ЗАДАНИЕ: Какой текст автор фрагмента о Микеланджело называет единственным, равным жалобе скульптора по пронзительной напряженности?

ИСХОДНЫЙ ТЕКСТ:

------------------------

Не видеть, не слышать. Именно в этом состоянии духа Микеланджело работает над гробницами Медичи. В знаме­нитом ответе Строцци комментаторы хотят найти намек на политические передряги во Флоренции, но это был гораздо более серьезный беспорядок, оказывавший болезненное влияние на сердце и душу художника. Основной беспорядок мира, которому он бросает эту жалобу, более душераздира­ющую, чем жалобы самых известных пессимистов. Единст­венный текст, на мой взгляд, равный ей по пронзительной напряженности, это эпитафия Свифта в дублинском соборе. Они оба, скульптор Моисея и сатирик, написавший Гулли­вера, хорошо понимали, чего можно ждать от людей.

И Микеланджело в очередной раз охватила атмосфера смерти, так глубоко связанная с печальной этрусской на­следственностью. Когда он делает эскиз этой удивительной погребальной симфонии, какой являются гробницы Меди­чи, вся усталость неудачно сложившейся жизни диктует ему этот величайший гимн ночи, самый трагический из когда-либо написанных и самый волнующий наряду с Гимнами

178

 

ночи Новалиса. В этот момент флорентийский скульптор и емецкий романтический поэт ближе друг к другу, чем это можно было бы подозревать, и в Канцоньере Микеланджело мы читаем сонеты, которые автор Генриха фон Офтердингена написал бы в том же духе и почти в том же ритме: О ночь, о счастливое, хотя и мрачное время, когда вся деятельность прекращается, чтобы кончиться покоем, та, что тебя воодушевляет, понимает и видит правильно, та, что тебя чествует, руководствуясь здравым смыслом.

Ты останавливаешь и разрушаешь все горестные мысли, которые отдаются благотворному мраку и совершенному душевному покою; и часто, во сне, ты уносишь меня отсюда наверх, куда я так стремлюсь.

О мрак смерти, благодаря которому останавливается вся враждебная нищета души и сердца, о ты, последнее лекарство страждущих.

Ты, излечивающая нашу больную плоть, ты избавляешь нас от всякой усталости, избавляешь живых от ненависти и страдания.

Он надеется на смерть как на высший отдых, но одновременно и боится ее, и именно ночь, «мрак смерти», представляется ему благотворным благом, спасительным и сулящим защиту. Потому что в этот период его жизни, больше чем в кой-либо другой, его постоянно сопровождает если не сознание своей старости, то мысль о смерти, и он пытается выразить ее в этих гробницах. Они сильно отличаются от его проекта надгробия Юлия II, где, наоборот, все отрицало смерть, все было волей власти, волей жить.

------------------------

ВЫДЕРЖКА ИЗ ДАННЫХ:
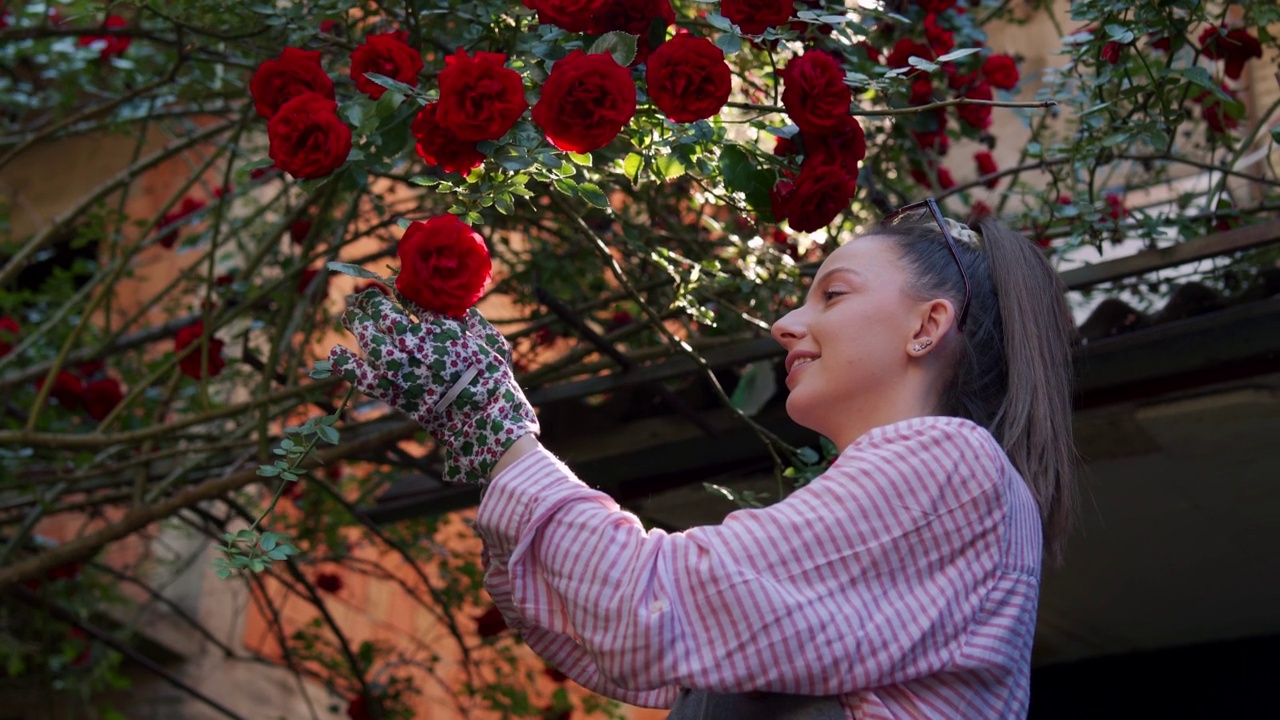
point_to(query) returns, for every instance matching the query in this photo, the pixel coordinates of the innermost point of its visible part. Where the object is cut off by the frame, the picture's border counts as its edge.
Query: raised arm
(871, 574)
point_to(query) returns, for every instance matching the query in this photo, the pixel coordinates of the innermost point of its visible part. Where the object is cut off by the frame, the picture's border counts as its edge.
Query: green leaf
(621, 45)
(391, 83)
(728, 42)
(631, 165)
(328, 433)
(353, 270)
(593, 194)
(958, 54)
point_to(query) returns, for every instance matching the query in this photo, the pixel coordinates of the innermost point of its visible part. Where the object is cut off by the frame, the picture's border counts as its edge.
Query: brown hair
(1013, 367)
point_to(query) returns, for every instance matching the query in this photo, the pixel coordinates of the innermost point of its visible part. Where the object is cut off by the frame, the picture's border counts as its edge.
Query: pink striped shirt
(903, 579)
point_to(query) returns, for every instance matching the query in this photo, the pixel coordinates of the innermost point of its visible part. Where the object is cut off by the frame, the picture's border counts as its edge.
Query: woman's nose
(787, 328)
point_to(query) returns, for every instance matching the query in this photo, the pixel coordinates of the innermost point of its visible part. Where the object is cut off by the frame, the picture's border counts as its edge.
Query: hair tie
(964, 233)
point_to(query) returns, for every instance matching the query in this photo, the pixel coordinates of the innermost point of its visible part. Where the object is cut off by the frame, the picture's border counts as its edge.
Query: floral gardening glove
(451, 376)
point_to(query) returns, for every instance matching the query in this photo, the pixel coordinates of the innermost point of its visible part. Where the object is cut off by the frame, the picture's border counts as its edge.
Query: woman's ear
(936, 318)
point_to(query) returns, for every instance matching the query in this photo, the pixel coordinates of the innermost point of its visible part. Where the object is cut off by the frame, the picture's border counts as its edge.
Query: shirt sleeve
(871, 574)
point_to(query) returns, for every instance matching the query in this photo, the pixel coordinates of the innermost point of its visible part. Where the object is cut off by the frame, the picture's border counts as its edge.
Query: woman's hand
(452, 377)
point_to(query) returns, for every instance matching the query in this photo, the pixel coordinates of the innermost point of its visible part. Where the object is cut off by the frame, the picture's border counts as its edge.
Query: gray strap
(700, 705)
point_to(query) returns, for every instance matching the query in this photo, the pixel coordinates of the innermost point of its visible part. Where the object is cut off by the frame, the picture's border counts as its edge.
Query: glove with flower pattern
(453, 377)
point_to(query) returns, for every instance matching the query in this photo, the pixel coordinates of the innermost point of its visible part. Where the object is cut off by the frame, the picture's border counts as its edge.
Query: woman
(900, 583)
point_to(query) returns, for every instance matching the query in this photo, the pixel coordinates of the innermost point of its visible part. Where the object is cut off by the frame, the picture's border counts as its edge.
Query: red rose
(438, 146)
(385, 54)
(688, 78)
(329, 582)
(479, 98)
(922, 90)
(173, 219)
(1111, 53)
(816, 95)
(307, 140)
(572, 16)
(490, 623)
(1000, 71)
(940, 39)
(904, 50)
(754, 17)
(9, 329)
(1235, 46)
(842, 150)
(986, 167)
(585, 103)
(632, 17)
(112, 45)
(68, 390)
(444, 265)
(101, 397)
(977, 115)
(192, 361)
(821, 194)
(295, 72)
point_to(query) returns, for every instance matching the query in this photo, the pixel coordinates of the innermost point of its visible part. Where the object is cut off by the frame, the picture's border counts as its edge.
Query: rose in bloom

------------------------

ОТВЕТ: Эпитафию Свифта в дублинском соборе.